TASK DESCRIPTION >> Reproduce the opinion piece on Brexit trade deals in full, word for word.

DOCUMENT SECTION >>
START

Liam Fox’s shiny new trade deals won’t compensate for hard Brexit | Sam Lowe

If Britain leaves the single market and customs union, the idea that future trade agreements will make up for the losses is for the birds

Liam Fox, the secretary of state for international trade, is right about one thing: a UK-EU customs union would leave the UK “in a worse position that it is now”.

Economically speaking, compared to being a full EU member, a EU-UK customs union would leave us worse off. However, there is little evidence to back his assertion that it would leave us worse off than if we were to follow his plan, and free ourselves to trade with the world.

Being in a customs union doesn’t, in and of itself, prevent the UK from running its own trade policy – it would constrain our ability to make concessions on goods tariffs, but we would still be free to negotiate in the areas of services, data, investment, procurement and intellectual property. Fox, who delivered a “road to Brexit” speech on Tuesday, worries it would tie our hands. Perhaps. Perhaps not. Regardless, the idea that future free trade agreements will compensate for the losses of Brexit is for the birds.

It is an open secret – albeit one that’s under-acknowledged by trade policy professionals – that signing a free trade agreement does next to nothing for a country’s headline GDP. For reference, the flagship EU-Canada free trade agreement is only predicted to increase European GDP by 0.03% – a rounding error. Without harmonisation of rules, supranational regulatory architecture, and effective accountability mechanisms – such as those that exist within the EU – it is difficult for governments to do much more than lower some (often already low) tariffs.

END

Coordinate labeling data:
START

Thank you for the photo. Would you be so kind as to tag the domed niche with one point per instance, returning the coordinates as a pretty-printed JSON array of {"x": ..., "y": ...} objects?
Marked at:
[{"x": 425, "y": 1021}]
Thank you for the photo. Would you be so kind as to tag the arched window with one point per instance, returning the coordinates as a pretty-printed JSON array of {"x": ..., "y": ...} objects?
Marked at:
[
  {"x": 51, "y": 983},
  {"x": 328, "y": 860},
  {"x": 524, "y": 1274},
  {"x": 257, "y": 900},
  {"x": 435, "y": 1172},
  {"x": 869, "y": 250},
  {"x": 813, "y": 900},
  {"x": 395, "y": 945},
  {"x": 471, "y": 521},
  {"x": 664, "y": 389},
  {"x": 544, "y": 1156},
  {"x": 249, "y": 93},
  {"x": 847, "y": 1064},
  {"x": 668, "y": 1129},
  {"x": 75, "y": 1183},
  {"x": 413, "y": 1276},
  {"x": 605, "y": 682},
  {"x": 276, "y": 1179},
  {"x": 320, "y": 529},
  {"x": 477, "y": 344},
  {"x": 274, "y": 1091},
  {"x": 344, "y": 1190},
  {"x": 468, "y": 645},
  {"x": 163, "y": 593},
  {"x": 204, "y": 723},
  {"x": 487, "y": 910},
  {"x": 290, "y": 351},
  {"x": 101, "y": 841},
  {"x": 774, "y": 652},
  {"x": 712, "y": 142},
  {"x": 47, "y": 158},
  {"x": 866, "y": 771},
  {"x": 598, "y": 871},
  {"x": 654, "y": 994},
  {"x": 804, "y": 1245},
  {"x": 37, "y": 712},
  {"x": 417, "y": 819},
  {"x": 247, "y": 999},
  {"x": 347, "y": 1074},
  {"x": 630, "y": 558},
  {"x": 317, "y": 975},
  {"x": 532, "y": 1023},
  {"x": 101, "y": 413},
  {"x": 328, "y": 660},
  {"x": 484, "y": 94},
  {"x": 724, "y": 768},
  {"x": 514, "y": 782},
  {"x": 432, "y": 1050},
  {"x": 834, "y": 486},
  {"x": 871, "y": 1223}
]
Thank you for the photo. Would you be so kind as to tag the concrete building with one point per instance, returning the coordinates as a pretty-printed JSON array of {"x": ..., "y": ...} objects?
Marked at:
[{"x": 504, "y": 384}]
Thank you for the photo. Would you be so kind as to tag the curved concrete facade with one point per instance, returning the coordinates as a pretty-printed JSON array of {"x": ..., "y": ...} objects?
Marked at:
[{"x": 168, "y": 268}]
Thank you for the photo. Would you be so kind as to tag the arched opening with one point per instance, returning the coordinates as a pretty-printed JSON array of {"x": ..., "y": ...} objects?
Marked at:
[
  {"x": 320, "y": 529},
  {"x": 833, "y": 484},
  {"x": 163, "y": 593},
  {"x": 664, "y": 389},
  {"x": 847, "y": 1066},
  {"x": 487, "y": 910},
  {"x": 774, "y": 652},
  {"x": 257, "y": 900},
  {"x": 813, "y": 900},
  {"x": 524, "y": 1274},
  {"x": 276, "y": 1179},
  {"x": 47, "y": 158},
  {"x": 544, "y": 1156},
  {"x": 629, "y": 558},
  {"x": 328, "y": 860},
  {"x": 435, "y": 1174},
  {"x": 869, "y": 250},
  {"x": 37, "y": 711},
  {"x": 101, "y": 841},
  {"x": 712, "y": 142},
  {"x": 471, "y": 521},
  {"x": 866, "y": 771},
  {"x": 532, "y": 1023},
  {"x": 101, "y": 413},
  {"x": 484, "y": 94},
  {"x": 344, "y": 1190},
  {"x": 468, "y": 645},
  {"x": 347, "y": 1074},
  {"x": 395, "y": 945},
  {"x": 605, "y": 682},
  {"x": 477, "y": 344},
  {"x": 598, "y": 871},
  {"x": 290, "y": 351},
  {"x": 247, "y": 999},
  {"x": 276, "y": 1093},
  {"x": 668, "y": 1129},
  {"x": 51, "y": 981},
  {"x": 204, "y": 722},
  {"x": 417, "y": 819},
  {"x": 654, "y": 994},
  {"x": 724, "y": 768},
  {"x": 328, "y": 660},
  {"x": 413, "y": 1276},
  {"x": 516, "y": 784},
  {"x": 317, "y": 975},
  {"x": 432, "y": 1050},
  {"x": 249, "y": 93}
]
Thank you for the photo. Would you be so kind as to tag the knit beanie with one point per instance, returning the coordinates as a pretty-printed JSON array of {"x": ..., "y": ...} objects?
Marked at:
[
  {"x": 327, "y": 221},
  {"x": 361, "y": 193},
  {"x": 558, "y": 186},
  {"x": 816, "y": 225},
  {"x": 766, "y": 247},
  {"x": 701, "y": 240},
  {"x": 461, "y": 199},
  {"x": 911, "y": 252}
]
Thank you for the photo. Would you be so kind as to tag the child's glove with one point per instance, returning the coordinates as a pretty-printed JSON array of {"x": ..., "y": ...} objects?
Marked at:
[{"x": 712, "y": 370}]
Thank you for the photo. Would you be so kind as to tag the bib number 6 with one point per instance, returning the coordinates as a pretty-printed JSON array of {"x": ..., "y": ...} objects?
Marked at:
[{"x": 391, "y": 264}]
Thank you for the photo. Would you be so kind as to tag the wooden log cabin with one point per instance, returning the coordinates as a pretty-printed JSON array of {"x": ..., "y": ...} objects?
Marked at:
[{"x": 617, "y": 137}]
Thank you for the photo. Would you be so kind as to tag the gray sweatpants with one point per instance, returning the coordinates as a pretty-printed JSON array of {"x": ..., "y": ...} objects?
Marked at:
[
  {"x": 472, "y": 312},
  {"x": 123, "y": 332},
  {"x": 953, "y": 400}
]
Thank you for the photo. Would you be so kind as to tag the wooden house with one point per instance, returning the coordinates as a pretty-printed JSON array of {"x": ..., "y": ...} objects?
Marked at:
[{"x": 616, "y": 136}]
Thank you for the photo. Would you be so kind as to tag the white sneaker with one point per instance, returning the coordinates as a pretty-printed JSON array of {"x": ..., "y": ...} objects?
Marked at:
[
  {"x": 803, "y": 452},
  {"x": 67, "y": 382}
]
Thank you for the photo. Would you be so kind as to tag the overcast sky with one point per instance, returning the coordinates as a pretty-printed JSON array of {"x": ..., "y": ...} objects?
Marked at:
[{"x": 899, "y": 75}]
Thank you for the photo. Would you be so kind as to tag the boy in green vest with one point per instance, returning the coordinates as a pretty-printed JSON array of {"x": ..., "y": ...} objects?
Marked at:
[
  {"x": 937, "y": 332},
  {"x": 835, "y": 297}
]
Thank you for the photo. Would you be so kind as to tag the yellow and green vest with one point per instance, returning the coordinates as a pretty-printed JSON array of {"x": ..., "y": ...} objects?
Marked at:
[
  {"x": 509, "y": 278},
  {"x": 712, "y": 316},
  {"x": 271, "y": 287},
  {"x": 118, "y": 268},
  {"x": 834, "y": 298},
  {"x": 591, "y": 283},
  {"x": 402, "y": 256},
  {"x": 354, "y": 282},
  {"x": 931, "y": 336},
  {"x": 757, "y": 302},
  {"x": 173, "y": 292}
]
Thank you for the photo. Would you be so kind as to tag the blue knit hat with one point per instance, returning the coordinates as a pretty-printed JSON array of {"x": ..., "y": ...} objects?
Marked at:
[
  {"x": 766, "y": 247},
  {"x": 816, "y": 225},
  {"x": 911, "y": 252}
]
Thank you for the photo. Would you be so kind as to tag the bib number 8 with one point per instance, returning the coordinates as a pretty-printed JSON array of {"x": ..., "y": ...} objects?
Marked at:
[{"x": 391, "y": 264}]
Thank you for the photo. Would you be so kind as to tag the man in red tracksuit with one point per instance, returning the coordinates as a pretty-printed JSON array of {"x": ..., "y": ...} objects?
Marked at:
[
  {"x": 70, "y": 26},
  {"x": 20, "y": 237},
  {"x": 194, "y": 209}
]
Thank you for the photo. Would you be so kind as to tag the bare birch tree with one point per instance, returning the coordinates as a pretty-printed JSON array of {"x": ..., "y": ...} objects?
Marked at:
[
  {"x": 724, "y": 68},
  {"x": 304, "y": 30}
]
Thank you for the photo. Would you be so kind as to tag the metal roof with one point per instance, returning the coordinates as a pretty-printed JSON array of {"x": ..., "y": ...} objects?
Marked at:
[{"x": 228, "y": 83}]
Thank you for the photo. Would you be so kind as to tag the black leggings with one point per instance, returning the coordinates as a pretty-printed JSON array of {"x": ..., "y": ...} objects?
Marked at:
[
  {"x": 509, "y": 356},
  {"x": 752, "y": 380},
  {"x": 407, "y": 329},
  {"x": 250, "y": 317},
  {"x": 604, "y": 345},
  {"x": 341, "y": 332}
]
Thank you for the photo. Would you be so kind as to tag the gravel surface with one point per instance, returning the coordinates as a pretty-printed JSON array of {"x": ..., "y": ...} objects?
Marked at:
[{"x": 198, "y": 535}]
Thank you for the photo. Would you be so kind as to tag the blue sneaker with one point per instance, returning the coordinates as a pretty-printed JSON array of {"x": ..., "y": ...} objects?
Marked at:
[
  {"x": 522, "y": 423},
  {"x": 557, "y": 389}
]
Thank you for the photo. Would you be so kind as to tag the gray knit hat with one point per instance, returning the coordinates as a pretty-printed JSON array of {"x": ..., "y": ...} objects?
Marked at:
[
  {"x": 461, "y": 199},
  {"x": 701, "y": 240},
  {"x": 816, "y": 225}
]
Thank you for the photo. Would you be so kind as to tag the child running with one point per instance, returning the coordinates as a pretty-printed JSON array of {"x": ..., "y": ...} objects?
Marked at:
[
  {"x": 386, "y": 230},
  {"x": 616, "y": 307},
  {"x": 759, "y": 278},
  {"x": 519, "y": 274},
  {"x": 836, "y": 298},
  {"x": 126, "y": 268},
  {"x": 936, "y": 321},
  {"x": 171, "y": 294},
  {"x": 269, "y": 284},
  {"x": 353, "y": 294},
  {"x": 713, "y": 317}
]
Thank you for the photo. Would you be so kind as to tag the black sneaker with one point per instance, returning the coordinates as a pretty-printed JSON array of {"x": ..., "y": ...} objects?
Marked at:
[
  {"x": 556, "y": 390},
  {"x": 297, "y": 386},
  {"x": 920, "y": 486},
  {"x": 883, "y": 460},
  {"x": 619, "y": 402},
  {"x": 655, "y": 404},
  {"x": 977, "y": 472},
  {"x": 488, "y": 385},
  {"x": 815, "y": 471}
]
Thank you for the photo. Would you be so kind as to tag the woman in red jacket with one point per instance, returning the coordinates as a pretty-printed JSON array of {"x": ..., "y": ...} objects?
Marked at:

END

EXERCISE RESPONSE >>
Liam Fox’s shiny new trade deals won’t compensate for hard Brexit | Sam Lowe

If Britain leaves the single market and customs union, the idea that future trade agreements will make up for the losses is for the birds

Liam Fox, the secretary of state for international trade, is right about one thing: a UK-EU customs union would leave the UK “in a worse position that it is now”.

Economically speaking, compared to being a full EU member, a EU-UK customs union would leave us worse off. However, there is little evidence to back his assertion that it would leave us worse off than if we were to follow his plan, and free ourselves to trade with the world.

Being in a customs union doesn’t, in and of itself, prevent the UK from running its own trade policy – it would constrain our ability to make concessions on goods tariffs, but we would still be free to negotiate in the areas of services, data, investment, procurement and intellectual property. Fox, who delivered a “road to Brexit” speech on Tuesday, worries it would tie our hands. Perhaps. Perhaps not. Regardless, the idea that future free trade agreements will compensate for the losses of Brexit is for the birds.

It is an open secret – albeit one that’s under-acknowledged by trade policy professionals – that signing a free trade agreement does next to nothing for a country’s headline GDP. For reference, the flagship EU-Canada free trade agreement is only predicted to increase European GDP by 0.03% – a rounding error. Without harmonisation of rules, supranational regulatory architecture, and effective accountability mechanisms – such as those that exist within the EU – it is difficult for governments to do much more than lower some (often already low) tariffs.